▸ Instructions
[1] Retype the passage from the Shanti Celeste review, starting with "Label: Future Times" and going on through "just added muscle.".
[2] Which new labels does the Shanti Celeste review name as keeping Bristol's output fresh?

Shanti Celeste - Being

Label: Future Times

The town of Bristol on the UK’s south-west coast has always had an influence on the electronic scene that belies its size. Following its reggae roots and the birth of trip hop, recent years have seen the establishment of some of the UK’s most essential imprints in Bristol such as Livity Sound and Idle Hands, founded on the fertile tectonic boundary of soundsystem culture and 4/4 dance. A result of this unique intersection of ideas is the central concern with bass found in a lot of the city’s dance music. Bristol’s producers seek to exploit the low frequencies so that they provide more than just added muscle.

It’s not just the old guard who keeps Bristol’s music scene so vibrant. A slew of new labels such as Hotline and BRSTL have been keeping the city’s output fresh and the quality control very high, and local producer Shanti Celeste has had a big part to play in this. While grounded in Bristol’s house sound, her productions have always set their sights beyond, taking in a range of influences and styles from beyond the coastal city.

▸ Dataset rows
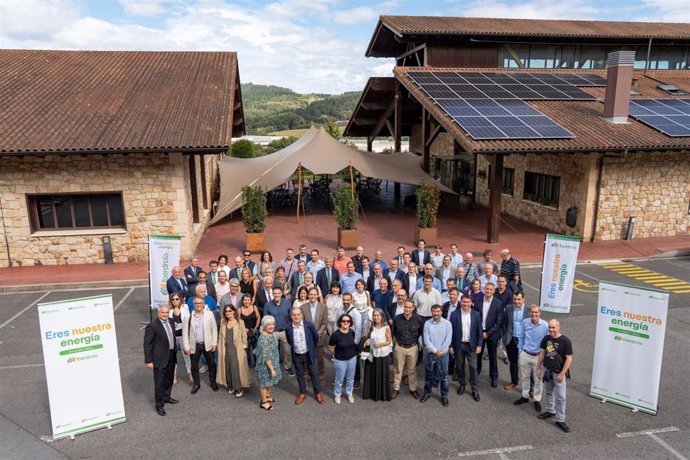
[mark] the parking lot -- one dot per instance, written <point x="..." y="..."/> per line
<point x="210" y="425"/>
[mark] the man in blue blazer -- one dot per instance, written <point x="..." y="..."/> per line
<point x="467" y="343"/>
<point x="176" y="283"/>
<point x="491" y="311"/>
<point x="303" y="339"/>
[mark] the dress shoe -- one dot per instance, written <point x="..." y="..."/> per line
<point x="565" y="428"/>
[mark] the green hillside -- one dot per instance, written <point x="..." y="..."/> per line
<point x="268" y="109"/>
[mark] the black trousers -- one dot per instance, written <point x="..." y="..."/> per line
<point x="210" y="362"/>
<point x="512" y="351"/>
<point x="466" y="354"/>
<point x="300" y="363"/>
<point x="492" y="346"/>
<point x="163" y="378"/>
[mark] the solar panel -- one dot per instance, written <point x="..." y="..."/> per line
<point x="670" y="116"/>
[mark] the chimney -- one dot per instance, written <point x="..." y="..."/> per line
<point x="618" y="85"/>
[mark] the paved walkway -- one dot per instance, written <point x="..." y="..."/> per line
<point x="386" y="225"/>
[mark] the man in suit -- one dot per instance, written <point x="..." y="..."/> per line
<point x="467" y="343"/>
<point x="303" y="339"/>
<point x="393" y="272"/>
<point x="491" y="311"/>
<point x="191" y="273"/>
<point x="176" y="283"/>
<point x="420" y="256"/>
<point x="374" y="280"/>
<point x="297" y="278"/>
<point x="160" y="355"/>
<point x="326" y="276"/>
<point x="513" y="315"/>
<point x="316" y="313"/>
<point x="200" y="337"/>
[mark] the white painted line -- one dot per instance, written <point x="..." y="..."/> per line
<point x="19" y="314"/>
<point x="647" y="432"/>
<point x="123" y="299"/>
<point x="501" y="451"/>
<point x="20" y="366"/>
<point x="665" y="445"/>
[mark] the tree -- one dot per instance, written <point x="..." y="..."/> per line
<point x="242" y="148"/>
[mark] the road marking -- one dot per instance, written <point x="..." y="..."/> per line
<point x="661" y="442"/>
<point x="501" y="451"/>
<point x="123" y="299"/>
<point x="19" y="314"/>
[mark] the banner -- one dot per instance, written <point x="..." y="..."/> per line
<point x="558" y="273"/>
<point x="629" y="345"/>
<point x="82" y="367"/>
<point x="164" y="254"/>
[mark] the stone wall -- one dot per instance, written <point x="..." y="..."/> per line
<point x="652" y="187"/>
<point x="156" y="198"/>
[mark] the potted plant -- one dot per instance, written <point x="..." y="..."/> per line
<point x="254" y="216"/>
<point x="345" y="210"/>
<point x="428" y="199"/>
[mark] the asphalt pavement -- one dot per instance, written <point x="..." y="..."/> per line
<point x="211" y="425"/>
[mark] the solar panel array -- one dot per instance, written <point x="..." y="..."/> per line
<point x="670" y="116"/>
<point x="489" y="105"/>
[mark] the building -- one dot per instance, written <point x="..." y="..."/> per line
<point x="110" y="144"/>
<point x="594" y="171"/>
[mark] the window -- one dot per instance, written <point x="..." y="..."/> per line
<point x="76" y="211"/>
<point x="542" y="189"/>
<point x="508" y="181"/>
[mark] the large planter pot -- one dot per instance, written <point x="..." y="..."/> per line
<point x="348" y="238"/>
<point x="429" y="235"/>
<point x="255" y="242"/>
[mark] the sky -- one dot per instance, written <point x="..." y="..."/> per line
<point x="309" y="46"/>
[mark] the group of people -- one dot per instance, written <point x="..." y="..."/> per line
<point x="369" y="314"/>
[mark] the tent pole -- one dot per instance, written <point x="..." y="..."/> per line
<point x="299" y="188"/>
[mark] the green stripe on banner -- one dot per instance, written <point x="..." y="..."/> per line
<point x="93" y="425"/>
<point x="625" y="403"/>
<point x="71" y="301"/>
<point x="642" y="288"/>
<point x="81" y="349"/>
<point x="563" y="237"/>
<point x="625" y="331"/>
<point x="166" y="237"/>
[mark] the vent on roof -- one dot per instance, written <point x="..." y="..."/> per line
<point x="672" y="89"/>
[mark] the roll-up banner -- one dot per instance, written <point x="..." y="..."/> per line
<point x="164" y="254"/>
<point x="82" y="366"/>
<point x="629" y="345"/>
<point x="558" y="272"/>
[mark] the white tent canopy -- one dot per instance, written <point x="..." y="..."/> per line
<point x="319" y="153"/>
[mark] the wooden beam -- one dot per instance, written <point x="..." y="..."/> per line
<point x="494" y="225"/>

* * *

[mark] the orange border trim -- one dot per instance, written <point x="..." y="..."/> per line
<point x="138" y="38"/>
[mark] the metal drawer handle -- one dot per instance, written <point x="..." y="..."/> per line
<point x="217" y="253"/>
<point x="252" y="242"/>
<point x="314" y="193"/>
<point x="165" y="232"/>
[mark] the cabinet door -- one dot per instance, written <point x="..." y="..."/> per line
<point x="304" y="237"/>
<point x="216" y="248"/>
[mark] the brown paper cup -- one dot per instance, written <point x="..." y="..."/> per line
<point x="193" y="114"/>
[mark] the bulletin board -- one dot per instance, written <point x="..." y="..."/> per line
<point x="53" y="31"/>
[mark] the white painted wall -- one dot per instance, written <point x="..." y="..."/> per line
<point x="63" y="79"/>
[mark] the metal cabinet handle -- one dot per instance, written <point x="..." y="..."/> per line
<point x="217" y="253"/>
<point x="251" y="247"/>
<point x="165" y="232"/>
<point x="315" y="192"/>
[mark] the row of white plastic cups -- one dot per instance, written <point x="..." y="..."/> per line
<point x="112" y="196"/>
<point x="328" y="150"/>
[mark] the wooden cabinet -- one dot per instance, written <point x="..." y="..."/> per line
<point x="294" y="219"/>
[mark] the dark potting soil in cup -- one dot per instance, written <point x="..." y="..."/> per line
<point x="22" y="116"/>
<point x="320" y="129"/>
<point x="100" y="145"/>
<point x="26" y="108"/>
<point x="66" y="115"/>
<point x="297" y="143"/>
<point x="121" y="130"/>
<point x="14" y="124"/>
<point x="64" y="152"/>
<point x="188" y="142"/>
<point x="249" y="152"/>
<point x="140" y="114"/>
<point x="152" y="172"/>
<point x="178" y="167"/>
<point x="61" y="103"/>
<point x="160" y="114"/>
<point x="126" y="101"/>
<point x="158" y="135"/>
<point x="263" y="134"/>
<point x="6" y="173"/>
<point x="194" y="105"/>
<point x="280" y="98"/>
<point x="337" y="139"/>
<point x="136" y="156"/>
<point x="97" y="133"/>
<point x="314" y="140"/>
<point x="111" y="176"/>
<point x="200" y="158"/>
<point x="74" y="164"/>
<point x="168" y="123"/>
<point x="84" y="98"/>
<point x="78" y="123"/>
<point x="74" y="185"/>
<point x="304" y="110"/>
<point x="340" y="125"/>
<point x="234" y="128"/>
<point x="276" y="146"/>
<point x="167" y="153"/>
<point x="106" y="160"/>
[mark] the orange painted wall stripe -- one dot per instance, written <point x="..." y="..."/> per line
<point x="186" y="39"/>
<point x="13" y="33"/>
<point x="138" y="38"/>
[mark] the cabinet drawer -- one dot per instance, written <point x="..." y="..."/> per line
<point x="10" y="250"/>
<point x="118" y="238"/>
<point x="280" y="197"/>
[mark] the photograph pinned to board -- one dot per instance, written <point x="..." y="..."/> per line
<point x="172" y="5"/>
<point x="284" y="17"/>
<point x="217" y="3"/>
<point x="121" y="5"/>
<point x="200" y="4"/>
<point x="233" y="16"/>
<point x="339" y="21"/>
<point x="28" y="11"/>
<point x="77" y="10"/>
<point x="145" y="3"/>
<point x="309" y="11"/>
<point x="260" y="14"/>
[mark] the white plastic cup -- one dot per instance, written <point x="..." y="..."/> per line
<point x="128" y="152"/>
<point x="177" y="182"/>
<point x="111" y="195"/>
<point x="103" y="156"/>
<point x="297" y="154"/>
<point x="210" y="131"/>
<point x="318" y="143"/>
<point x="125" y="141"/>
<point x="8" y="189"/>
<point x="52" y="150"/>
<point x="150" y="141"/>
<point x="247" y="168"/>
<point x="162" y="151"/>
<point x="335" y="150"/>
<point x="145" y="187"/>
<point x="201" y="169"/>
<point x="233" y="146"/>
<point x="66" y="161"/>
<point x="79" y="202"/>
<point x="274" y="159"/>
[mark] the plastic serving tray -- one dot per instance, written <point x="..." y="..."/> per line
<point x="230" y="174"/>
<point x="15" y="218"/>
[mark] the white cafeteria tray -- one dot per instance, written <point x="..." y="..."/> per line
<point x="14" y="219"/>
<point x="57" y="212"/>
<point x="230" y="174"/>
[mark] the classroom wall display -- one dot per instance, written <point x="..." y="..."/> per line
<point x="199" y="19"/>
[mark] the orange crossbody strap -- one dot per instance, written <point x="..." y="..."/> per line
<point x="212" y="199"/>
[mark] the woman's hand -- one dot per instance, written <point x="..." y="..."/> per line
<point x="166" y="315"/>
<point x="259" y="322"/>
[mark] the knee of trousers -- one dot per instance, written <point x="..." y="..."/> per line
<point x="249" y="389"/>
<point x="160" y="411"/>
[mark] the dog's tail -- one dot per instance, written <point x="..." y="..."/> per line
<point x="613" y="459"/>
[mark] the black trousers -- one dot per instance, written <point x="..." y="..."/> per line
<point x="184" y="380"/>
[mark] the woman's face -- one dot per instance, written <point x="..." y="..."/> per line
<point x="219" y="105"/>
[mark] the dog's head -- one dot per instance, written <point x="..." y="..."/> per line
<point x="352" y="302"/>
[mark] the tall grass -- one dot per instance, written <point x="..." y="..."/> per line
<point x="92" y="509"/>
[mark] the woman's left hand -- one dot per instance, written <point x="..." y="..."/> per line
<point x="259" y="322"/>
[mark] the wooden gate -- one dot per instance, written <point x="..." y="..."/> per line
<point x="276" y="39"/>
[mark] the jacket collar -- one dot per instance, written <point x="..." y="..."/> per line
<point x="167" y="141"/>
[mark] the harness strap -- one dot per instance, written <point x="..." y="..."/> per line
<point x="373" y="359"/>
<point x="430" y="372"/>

▸ Final results
[1]
Label: Future Times

The town of Bristol on the UK’s south-west coast has always had an influence on the electronic scene that belies its size. Following its reggae roots and the birth of trip hop, recent years have seen the establishment of some of the UK’s most essential imprints in Bristol such as Livity Sound and Idle Hands, founded on the fertile tectonic boundary of soundsystem culture and 4/4 dance. A result of this unique intersection of ideas is the central concern with bass found in a lot of the city’s dance music. Bristol’s producers seek to exploit the low frequencies so that they provide more than just added muscle.

[2] Hotline and BRSTL.